Exercise set
- a) Name every condition that the essay on depression below calls a terminal disease.
- b) Translate this sentence from the essay on depression below into Spanish: "There are days where I don’t want to do any of the things that keep me alive."
--- Source text ---
I don’t know how to write this one. I just don’t. I know that depression is a terminal disease. If you are lucky, something else will get you first, but sometimes the depression will take you. I know this because bipolar disorder is a terminal disease. I have to actively fight to stay alive. Bulimia is a terminal disease. I have to eat mindfully and then not purge or restrict afterward. There are days where I don’t want to do any of the things that keep me alive. Those are the days I’m most likely to harm myself. People who do not live with these terminal diseases do not understand what it is like and they never will. I won’t claim to know what drove a man who was hugely successful with a loving family to end his own life in a Detroit hotel room. My empathy is strictly along the lines of being a fellow sufferer of a disease that is hard to manage, hard to predict, and despite all my efforts still might get me in the end. I won’t pretend any more than that.
--- Supplied entries ---
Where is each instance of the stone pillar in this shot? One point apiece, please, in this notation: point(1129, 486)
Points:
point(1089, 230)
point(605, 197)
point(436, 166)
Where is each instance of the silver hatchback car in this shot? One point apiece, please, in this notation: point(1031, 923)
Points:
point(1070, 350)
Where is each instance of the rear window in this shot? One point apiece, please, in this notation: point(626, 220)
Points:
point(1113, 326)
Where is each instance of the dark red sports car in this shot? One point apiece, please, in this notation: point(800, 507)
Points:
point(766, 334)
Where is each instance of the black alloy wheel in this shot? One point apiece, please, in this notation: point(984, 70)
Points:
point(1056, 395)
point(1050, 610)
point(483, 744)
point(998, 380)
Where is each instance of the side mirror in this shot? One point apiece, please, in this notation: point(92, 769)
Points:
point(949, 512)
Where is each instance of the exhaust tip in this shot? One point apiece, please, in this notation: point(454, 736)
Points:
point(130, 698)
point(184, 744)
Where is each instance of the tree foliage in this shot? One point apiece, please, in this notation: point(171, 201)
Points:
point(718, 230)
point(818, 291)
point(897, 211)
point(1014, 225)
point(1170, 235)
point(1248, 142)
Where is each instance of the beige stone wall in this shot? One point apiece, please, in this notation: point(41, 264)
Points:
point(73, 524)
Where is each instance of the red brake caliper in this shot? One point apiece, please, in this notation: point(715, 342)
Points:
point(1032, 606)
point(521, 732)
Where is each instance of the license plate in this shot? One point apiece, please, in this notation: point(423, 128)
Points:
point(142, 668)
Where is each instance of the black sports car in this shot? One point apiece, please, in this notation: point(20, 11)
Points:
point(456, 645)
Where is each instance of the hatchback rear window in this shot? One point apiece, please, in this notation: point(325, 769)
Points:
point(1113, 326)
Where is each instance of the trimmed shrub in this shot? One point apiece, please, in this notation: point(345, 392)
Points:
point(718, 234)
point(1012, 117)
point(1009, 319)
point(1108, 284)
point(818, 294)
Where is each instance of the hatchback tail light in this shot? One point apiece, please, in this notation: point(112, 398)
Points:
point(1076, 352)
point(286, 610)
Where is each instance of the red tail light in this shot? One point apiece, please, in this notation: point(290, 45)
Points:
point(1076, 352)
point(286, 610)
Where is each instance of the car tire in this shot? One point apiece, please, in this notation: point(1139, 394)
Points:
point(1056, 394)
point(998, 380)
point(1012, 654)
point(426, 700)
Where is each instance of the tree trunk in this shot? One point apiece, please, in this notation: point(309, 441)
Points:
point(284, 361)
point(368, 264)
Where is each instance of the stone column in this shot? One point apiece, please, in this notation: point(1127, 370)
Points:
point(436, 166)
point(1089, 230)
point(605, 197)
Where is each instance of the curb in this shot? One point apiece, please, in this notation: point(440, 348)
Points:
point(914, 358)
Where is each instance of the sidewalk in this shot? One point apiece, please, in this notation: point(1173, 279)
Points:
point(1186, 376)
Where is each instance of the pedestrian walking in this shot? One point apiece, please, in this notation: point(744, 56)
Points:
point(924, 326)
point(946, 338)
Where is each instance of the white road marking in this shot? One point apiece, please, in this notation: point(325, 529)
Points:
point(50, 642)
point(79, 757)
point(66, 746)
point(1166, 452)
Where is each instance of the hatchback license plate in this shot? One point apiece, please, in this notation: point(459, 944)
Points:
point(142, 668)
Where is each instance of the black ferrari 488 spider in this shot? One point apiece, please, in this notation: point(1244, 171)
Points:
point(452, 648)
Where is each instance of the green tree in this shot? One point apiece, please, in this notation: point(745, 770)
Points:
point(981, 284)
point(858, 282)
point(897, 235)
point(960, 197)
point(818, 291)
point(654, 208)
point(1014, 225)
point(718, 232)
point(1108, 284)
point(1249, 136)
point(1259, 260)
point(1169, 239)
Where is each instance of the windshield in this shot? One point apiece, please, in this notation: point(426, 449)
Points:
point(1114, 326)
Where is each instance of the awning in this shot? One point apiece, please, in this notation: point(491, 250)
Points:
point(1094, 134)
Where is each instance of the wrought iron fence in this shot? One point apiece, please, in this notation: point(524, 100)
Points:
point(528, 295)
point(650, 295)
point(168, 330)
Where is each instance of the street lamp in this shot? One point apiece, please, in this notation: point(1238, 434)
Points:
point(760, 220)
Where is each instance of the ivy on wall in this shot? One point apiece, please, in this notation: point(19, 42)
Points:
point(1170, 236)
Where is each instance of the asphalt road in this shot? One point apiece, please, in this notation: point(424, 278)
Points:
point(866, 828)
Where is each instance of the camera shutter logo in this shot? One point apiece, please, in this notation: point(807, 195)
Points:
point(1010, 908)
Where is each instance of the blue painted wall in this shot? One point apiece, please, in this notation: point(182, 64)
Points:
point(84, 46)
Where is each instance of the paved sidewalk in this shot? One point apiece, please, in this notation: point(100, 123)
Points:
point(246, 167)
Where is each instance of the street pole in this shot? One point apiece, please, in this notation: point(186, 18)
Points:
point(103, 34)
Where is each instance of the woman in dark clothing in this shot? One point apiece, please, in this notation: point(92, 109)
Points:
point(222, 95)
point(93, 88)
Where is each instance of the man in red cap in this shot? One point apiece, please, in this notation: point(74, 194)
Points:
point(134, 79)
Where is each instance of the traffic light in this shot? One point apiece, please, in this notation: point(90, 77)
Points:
---
Results for each task
- a) Depression, bipolar disorder, bulimia

- b) Hay días en los que no quiero hacer ninguna de las cosas que me mantienen con vida.